# Reading text start

Ward v. Jewell
2014 U.S. App. LEXIS 22148
| 10th Cir. | 2014Background
- Mike C. Ward, a Bureau of Reclamation employee, was a supervisor until a 2005 reorganization removed his supervisory duties and reassigned them to James Durrant.
- Ward participated in earlier EEOC proceedings (2004) stemming from a subordinate’s discrimination complaint and later complained to the EEOC about losing supervisory responsibilities.
- In 2010 Ward applied for a Provo Area Manager job; a panel did not recommend him but the final decisionmaker, Regional Director Larry Walkoviak, interviewed all five candidates and selected another applicant.
- Ward sued under Title VII, alleging retaliation: (1) failure to reinstate him to his prior supervisory duties (i.e., failing to demote/fire Durrant), and (2) failure to promote him to the Provo manager role.
- The district court granted summary judgment for the Department of the Interior; the Tenth Circuit reviewed de novo, focusing on whether Ward presented sufficient circumstantial evidence of a causal (but-for) connection between his EEOC activity and the adverse actions.

# Reading text end

**Challenge:** Write out the passage of the Ward v. Jewell summary from "- Ward participated" up to and including "losing supervisory responsibilities.", word for word.

# Dataset rows start

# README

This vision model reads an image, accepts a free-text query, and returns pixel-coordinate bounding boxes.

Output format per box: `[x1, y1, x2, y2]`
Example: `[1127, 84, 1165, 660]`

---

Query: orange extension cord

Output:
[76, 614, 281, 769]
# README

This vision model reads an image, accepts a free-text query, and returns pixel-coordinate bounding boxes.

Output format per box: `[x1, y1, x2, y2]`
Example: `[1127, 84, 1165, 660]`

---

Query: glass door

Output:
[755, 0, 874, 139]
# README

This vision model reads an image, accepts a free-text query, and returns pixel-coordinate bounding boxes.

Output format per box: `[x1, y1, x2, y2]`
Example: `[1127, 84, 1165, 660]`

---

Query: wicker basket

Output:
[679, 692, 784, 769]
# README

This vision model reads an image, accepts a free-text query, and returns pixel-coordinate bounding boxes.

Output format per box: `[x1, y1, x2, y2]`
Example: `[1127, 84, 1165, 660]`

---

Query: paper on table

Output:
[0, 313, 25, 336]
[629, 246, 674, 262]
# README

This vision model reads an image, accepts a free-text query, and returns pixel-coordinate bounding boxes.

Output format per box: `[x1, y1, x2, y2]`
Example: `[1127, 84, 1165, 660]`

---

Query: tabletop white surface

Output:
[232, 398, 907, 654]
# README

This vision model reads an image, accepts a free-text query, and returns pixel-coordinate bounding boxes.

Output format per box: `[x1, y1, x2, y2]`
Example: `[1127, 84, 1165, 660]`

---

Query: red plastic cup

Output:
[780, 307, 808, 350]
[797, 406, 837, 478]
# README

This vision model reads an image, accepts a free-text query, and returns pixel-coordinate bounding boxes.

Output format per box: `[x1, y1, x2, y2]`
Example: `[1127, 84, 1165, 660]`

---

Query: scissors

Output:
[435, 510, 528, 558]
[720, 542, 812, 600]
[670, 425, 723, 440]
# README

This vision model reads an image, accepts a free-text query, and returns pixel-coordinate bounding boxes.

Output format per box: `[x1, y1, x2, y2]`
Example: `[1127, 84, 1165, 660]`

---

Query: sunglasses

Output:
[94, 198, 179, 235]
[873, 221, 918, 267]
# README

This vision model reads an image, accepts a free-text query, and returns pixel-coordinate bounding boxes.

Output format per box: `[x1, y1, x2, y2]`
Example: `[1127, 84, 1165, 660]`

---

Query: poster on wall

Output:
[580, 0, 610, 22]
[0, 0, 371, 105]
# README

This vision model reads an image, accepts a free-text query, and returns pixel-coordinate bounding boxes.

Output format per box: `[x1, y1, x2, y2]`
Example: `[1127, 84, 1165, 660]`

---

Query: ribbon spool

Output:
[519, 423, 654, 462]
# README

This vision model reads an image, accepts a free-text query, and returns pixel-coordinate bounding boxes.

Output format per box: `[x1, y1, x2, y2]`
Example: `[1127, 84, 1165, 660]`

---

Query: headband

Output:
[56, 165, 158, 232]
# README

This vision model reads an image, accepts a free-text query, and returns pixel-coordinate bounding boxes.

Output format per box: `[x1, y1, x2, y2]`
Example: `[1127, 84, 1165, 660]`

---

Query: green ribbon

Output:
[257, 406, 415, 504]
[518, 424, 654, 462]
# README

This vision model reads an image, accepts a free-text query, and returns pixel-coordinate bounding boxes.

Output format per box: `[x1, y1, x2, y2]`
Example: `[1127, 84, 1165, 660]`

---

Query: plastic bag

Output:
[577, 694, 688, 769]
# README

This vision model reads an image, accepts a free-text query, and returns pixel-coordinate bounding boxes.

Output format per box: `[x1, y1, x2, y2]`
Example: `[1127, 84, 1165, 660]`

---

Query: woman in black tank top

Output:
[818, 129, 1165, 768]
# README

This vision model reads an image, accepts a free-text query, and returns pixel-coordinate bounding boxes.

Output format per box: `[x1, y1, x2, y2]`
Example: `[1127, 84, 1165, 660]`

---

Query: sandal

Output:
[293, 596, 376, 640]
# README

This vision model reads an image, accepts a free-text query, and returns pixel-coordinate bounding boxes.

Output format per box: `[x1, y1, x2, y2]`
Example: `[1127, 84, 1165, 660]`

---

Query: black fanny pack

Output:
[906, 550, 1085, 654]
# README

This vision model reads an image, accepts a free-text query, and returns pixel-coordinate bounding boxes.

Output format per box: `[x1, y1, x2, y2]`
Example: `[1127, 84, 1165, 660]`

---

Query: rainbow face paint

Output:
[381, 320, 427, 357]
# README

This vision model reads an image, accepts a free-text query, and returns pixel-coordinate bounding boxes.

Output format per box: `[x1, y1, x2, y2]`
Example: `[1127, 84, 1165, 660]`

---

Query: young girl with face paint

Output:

# Dataset rows end
# Dataset rows start

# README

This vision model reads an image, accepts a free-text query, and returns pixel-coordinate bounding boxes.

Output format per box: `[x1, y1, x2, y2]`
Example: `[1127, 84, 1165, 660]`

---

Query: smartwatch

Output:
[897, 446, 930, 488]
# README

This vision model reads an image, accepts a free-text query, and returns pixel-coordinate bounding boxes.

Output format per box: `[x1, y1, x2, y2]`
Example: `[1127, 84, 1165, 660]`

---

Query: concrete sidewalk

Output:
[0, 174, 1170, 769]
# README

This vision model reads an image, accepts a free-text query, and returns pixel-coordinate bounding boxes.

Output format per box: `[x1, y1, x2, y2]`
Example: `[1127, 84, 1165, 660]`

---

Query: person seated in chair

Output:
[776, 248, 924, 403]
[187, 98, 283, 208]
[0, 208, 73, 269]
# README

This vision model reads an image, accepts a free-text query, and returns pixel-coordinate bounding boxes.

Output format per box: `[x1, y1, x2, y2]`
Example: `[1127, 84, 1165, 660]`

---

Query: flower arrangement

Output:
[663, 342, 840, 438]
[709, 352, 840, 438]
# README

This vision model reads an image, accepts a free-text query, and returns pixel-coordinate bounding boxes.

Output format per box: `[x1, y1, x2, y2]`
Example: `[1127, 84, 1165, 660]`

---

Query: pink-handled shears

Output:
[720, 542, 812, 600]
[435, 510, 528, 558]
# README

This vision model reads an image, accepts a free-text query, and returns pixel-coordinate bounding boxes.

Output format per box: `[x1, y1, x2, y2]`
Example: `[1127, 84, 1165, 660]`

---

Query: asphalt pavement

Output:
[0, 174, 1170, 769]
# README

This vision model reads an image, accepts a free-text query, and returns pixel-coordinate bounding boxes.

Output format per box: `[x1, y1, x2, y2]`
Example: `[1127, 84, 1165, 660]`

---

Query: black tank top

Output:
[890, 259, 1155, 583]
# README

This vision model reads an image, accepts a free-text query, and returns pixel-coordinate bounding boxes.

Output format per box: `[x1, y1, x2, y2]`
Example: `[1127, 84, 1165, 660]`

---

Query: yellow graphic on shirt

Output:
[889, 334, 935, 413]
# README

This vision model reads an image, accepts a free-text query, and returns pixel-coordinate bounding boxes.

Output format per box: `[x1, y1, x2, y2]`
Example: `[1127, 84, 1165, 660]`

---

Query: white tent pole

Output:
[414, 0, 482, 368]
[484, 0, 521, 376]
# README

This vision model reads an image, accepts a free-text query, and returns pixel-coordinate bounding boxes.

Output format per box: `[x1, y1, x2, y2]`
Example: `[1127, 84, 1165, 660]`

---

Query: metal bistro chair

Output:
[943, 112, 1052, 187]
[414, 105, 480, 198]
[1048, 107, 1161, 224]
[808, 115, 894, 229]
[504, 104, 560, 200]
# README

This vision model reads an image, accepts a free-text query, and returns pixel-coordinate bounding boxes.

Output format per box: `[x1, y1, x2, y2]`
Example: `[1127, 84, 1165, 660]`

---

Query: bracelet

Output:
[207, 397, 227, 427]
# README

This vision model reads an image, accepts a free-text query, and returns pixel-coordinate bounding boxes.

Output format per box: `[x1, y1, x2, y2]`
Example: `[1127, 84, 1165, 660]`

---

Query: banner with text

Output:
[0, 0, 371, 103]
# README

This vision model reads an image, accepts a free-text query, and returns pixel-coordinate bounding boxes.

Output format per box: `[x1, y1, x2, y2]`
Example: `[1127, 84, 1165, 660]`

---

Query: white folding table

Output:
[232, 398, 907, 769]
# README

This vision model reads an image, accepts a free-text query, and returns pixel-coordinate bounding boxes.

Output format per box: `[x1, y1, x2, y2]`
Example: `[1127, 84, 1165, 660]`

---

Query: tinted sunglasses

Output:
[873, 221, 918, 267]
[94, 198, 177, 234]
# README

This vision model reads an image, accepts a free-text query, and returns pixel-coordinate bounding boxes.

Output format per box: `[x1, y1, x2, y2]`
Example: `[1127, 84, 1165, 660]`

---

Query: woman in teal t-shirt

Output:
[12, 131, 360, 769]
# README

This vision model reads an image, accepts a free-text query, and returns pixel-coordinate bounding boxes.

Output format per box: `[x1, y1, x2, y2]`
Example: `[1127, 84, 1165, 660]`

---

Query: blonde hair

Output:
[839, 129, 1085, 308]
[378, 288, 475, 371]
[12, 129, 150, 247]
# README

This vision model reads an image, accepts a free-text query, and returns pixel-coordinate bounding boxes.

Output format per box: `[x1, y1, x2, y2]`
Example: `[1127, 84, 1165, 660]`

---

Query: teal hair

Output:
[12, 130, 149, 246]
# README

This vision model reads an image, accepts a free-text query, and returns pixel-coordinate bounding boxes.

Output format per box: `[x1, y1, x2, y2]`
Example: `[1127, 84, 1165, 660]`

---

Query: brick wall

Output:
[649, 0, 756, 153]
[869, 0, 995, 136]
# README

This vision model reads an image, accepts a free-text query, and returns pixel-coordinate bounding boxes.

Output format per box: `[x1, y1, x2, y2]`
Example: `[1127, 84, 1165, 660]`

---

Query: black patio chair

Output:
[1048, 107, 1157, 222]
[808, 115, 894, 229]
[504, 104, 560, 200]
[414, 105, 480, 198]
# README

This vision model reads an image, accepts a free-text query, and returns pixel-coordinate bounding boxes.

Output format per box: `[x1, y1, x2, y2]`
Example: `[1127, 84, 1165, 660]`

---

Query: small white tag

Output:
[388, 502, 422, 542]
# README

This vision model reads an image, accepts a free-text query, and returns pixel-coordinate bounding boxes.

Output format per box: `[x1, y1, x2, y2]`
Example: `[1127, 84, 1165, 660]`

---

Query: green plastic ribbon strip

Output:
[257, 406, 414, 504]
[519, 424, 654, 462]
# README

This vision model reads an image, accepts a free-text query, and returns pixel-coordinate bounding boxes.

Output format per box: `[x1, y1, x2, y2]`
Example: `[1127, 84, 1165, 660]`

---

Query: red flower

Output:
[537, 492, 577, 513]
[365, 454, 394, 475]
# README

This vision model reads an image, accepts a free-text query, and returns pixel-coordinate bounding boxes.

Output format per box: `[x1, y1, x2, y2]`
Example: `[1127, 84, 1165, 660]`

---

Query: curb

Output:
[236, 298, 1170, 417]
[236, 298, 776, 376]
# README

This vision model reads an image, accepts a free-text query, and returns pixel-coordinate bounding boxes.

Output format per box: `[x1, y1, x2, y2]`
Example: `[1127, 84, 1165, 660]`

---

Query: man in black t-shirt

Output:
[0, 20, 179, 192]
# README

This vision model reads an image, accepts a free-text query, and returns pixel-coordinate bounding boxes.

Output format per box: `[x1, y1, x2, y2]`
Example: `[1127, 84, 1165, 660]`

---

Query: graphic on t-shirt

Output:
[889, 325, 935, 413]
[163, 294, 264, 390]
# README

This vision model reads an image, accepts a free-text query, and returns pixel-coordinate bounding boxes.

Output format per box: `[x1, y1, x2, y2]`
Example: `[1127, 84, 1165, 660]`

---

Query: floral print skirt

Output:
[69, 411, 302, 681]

# Dataset rows end
# Dataset rows start

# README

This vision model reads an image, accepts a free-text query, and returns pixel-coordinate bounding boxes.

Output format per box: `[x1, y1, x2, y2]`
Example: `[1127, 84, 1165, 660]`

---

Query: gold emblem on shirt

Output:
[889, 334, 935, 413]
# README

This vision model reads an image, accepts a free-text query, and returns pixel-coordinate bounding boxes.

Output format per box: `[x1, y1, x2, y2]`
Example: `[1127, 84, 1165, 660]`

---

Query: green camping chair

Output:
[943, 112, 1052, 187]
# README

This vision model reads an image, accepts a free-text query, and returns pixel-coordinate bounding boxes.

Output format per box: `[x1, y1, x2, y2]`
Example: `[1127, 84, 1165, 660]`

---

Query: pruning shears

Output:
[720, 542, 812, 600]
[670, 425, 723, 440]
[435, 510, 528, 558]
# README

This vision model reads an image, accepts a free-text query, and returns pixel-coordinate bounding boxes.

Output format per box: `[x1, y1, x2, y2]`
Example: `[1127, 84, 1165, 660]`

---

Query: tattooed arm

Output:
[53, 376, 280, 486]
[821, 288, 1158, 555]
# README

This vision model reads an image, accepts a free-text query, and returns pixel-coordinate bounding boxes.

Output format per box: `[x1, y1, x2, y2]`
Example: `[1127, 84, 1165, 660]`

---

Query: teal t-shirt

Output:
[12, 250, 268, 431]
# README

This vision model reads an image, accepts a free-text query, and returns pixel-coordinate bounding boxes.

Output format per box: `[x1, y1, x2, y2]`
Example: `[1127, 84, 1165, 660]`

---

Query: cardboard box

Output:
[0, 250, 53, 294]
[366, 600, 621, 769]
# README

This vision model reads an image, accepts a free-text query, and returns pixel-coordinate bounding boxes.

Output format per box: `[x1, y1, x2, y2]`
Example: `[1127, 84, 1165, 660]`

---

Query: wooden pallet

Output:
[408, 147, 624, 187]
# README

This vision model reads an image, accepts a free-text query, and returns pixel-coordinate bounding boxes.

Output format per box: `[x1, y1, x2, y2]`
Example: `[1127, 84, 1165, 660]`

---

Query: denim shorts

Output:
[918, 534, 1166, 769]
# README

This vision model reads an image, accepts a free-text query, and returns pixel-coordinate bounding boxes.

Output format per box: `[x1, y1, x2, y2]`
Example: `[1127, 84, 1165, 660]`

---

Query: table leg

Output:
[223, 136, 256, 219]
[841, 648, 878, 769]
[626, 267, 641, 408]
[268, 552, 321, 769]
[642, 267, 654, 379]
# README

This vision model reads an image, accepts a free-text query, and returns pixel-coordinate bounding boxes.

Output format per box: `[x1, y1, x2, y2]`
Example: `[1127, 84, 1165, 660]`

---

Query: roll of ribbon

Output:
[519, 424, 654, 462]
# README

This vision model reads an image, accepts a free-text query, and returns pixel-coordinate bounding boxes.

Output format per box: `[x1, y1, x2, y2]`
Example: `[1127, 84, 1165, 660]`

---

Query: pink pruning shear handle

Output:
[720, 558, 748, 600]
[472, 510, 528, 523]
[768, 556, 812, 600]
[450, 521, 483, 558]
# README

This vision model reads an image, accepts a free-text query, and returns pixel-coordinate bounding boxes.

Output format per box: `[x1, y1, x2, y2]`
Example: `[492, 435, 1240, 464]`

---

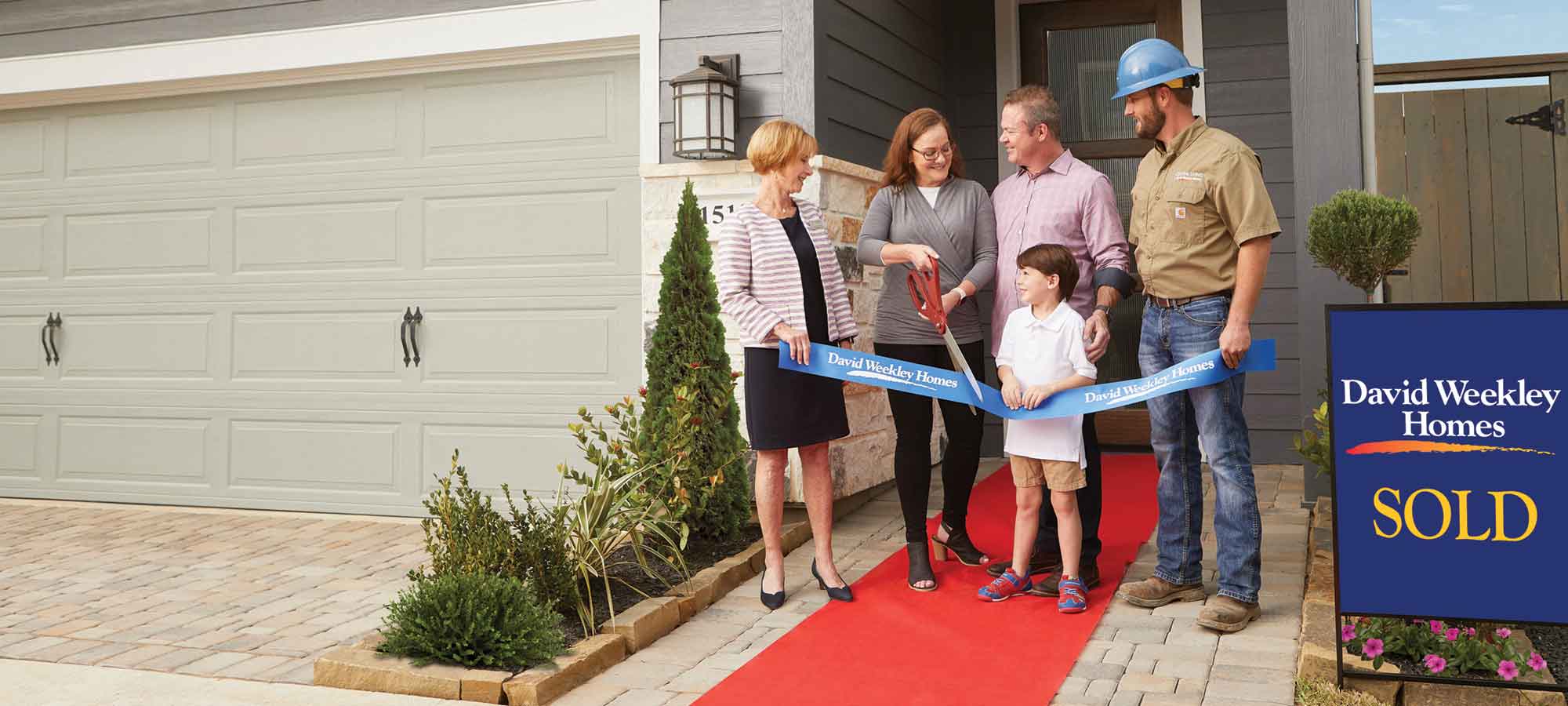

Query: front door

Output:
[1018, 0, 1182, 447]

# Dataset rows end

**Result for this task:**
- Ward participated in earlier EEOC proceedings (2004) stemming from a subordinate’s discrimination complaint and later complained to the EEOC about losing supervisory responsibilities.